§ Work required: Among the entries below, find the line with "Target: ledger page", then quote it and each following line up to and including the line with "spot the tall leafless tree.", and nothing else.

Natural language region descriptions:
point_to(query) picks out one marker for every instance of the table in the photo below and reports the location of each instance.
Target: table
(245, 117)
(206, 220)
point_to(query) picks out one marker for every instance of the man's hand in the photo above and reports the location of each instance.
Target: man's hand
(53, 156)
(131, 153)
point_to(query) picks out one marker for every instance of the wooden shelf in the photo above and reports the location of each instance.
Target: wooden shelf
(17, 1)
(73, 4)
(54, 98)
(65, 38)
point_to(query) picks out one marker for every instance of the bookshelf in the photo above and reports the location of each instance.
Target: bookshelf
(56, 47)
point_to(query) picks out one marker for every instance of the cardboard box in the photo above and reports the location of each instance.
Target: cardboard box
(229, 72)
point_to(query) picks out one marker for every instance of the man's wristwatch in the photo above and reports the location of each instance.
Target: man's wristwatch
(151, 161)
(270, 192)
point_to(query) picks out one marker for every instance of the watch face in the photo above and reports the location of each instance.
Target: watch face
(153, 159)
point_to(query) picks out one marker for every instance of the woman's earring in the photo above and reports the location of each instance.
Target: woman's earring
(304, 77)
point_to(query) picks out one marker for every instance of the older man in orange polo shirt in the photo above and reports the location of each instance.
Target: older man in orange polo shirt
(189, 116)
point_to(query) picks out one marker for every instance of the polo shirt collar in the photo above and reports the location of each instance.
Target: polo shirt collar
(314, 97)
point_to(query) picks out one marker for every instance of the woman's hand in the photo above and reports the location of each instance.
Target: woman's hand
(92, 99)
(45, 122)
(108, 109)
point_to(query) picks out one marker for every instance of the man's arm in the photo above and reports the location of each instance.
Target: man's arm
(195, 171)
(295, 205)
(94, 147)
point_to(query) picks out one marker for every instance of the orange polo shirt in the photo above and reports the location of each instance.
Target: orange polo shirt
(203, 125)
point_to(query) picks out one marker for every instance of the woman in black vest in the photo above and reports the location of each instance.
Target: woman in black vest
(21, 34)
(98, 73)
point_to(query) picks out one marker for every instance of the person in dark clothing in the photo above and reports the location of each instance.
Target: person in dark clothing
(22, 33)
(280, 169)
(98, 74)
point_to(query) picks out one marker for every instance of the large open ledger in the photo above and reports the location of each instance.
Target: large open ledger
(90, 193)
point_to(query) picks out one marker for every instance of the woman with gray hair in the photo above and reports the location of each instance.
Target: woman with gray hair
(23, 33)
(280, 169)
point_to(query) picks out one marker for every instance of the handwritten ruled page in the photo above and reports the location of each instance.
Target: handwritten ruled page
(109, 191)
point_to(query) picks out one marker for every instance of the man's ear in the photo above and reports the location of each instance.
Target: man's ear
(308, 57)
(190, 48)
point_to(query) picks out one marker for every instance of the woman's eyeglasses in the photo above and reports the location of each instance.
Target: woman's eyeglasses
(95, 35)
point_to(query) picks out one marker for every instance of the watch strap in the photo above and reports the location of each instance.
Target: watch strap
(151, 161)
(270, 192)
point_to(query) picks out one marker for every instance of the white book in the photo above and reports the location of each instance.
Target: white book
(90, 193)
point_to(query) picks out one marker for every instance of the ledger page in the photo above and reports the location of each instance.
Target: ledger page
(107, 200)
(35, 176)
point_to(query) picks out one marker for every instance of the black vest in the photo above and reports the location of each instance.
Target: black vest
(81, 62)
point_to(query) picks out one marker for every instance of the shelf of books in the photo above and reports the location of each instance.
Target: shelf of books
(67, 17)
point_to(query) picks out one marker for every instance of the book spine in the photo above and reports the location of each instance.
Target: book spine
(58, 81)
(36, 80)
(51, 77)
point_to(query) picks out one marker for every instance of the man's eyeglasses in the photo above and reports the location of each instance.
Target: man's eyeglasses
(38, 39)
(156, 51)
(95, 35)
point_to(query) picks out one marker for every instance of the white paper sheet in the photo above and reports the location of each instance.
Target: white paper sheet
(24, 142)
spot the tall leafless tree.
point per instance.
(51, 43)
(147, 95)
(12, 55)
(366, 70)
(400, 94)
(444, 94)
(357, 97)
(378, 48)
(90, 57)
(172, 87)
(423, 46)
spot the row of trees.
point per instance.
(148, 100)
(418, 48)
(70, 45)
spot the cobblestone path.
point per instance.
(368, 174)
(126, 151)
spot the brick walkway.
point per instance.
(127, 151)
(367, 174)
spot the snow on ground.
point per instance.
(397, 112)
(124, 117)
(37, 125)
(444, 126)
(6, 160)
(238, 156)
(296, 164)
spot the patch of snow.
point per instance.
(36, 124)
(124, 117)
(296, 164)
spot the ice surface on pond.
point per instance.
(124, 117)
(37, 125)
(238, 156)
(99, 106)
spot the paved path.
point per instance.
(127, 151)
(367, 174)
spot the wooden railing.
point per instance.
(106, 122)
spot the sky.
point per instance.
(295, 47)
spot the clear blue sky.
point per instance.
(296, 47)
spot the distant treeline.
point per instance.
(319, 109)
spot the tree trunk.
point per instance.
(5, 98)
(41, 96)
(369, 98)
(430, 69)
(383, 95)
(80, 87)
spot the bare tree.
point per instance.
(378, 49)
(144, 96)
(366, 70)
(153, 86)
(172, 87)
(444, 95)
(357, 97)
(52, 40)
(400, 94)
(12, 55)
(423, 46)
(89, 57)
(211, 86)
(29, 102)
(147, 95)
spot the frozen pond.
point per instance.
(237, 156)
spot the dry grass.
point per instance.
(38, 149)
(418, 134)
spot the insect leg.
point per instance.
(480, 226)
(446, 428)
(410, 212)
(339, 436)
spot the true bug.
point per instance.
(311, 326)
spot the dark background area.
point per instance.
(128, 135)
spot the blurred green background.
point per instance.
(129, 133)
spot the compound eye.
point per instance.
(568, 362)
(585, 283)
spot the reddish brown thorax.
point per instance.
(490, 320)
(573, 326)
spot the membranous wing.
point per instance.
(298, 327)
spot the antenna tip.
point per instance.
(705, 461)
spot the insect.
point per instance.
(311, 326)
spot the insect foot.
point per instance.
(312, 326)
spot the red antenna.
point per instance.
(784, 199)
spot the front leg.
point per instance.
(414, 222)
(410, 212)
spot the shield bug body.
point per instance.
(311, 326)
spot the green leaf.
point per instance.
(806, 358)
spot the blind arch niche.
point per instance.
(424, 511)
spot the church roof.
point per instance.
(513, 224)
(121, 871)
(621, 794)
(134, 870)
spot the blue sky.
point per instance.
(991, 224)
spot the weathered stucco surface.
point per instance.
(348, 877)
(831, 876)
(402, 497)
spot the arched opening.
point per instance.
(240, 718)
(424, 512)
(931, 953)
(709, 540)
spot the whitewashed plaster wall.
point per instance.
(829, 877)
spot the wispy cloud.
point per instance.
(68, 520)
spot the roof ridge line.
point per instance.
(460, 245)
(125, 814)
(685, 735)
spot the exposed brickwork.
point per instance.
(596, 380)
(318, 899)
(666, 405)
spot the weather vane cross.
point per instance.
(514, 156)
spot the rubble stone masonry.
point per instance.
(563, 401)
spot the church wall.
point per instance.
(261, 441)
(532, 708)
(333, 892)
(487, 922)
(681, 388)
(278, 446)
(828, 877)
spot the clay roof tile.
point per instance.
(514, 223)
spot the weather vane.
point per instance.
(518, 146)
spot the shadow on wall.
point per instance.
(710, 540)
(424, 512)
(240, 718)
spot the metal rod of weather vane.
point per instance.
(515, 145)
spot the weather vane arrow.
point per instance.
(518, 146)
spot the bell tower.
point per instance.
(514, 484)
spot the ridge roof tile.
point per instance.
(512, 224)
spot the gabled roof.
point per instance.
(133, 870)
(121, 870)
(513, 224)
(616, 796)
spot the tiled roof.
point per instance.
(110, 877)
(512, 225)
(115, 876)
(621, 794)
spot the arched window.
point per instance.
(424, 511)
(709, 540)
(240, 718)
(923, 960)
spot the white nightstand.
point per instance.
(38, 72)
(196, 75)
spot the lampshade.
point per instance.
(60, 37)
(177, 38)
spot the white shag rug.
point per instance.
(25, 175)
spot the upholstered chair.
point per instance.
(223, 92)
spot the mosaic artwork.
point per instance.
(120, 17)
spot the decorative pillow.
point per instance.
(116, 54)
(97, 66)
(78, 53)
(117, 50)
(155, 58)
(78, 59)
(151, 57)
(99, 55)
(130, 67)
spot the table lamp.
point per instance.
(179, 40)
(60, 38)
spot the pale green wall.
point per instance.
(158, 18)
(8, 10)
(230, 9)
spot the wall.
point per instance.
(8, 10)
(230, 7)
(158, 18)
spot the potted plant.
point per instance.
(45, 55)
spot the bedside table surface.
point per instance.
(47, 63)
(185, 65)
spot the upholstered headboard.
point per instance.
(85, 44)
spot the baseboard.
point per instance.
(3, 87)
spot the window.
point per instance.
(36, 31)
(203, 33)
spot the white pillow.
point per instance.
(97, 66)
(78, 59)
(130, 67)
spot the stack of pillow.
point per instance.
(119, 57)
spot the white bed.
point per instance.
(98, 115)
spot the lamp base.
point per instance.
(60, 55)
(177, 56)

§ Solution:
Target: ledger page
(107, 200)
(35, 176)
point_to(query) picks out one marker for every instance of the black vest in the photo above and reports the location of each instance.
Target: black vest
(81, 62)
point_to(query) picks out one marker for every instance of the shelf of books in the photo above and reports the location of each instance.
Target: shelf of books
(67, 17)
point_to(query) picks out one marker for every instance of the book spine in the photo above and reports the location of each instance.
Target: book spine
(58, 81)
(36, 80)
(51, 77)
point_to(query) picks out one marker for every instance of the man's eyeglasses in the photo above and reports the location of each instance.
Target: man's eyeglasses
(38, 39)
(156, 51)
(95, 35)
point_to(query) picks out one marker for every instance of the white paper sheet in the photo above and reports the location of each instance.
Target: white paper sheet
(24, 142)
spot the tall leafless tree.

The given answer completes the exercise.